■ **Written task 1**
Using the Bihar election article, answer the following:
(a) Which party is Chirag Paswan from?
(b) How many MLAs was the JD(U) left with after the final assembly numbers were declared?
(c) According to a JD(U) leader, on whom is the BJP dependent to form the next government?

## begin Document text

Is Bihar chief minister Nitish Kumar unhappy with the assembly election results? “You bet, he is,” says a senior JD-U leader. And why shouldn’t he be?

“Just spare a thought for Nitish. He’s been credited for scripting a turnaround in Bihar and taking the state from the jungle raj days of Lalu Prasad to the days of good governance. Yet, when a former ally, Chirag Paswan of the LJP, started openly attacking the CM, our partner, the BJP, did nothing to stop him. This was when Chirag openly swears his loyalty to the saffron leadership,” says the JD(U) leader.

When the final assembly numbers were declared on Tuesday, the JD(U) was left with just 43 MLAs—28 less than the 71 it had in the outgoing house. The BJP won 74 seats and, together with Jitan Ram Manjhi’s Hindustani Awam Morcha (Secular) and Mukesh Sahani’s Vikassheel Insaan Party (VIP) who won four seats each, the NDA has returned to power in Bihar with 125 seats, just three more than the majority mark.

JD(U) sources say that Nitish had even expressed his unwillingness to take over the Chief minister’s post. They say he’s also made it clear to the BJP that he cannot be taken for granted. Now if the BJP has rushed to persuade Nitish to continue as chief minister (according to JD(U) leaders), it is not because of any deep appreciation for the CM. “This is the bitter fact of politics. The Bihar verdict is such that the BJP, despite its increased numbers, is dependent on Nitish to form the next government. Nitish may have other options, the BJP does not,” said a JD(U) leader.

## end Document text
## begin Stored rows

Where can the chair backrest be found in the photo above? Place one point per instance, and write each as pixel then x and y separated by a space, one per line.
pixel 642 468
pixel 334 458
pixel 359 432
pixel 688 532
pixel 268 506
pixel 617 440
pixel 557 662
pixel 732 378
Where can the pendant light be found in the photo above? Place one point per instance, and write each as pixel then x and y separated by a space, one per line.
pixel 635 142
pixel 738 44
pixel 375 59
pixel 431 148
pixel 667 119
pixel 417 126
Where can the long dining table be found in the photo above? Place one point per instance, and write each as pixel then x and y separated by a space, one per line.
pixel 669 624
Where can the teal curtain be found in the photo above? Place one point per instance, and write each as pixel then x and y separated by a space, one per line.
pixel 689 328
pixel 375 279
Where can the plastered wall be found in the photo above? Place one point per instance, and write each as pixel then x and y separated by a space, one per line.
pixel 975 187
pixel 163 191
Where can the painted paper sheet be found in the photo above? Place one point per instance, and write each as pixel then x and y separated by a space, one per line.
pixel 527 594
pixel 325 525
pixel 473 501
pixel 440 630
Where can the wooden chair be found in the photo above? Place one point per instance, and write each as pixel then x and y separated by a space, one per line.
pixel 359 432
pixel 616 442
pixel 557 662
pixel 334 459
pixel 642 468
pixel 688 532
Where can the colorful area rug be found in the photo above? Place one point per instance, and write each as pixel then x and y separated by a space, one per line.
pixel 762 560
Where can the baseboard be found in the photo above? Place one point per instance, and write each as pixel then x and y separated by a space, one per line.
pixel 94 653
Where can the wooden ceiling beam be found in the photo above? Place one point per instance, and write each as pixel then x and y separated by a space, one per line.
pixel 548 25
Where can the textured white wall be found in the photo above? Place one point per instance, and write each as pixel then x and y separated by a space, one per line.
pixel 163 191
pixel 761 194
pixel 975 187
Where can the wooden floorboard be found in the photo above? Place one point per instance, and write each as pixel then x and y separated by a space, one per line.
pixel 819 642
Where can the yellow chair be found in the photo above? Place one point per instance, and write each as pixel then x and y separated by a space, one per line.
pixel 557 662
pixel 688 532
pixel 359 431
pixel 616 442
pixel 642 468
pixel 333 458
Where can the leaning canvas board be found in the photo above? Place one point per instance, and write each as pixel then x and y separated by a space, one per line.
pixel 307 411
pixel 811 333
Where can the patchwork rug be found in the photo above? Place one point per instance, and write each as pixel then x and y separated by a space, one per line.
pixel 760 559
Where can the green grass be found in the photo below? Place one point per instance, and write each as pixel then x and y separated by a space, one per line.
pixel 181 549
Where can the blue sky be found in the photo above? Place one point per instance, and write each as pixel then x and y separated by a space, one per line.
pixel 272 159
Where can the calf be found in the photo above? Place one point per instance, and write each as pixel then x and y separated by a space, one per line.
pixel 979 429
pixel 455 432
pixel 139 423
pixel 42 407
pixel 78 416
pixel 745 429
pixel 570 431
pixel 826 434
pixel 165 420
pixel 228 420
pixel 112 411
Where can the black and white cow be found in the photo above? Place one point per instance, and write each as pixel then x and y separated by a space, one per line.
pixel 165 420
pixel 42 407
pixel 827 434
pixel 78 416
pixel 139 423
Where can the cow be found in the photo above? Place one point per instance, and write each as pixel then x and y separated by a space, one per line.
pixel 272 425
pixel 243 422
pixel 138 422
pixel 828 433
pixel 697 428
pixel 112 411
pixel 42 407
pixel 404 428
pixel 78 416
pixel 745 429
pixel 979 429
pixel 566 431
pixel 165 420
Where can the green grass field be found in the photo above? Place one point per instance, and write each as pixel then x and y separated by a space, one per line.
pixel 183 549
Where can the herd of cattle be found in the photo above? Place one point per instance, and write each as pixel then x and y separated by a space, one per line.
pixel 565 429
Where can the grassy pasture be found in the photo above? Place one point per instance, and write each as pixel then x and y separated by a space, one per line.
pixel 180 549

## end Stored rows

■ **Written task 2**
From the records, please extract each line word for word, beginning at the line that contains "Where can the pendant" and stopping after the line that contains "pixel 762 560".

■ **Answer 1**
(a) The LJP
(b) 43
(c) Nitish

■ **Answer 2**
Where can the pendant light be found in the photo above? Place one point per instance, and write each as pixel then x and y separated by a space, one per line.
pixel 635 142
pixel 738 44
pixel 375 59
pixel 431 148
pixel 667 119
pixel 417 126
Where can the long dining table be found in the photo above? Place one point per instance, and write each as pixel then x and y separated by a space, one per line.
pixel 669 624
Where can the teal curtain be found in the photo above? Place one point per instance, and write each as pixel then x and y separated by a space, one per line.
pixel 689 328
pixel 375 279
Where can the plastered wall be found in the photo above? Place one point per instance, and write each as pixel then x and y separated by a space, one per line.
pixel 975 187
pixel 163 191
Where can the painted paper sheet be found in the photo above? Place one point per instance, and write each as pixel then x and y separated by a space, one per line.
pixel 527 594
pixel 325 525
pixel 473 501
pixel 440 630
Where can the wooden chair be found in the photo above? Place one point per instance, and write each as pixel then x and y separated by a space, one per line.
pixel 359 432
pixel 616 442
pixel 557 662
pixel 334 459
pixel 642 468
pixel 688 532
Where can the colorful area rug be found in the photo above? Place one point per instance, and write each as pixel then x and y separated by a space, one per line.
pixel 762 560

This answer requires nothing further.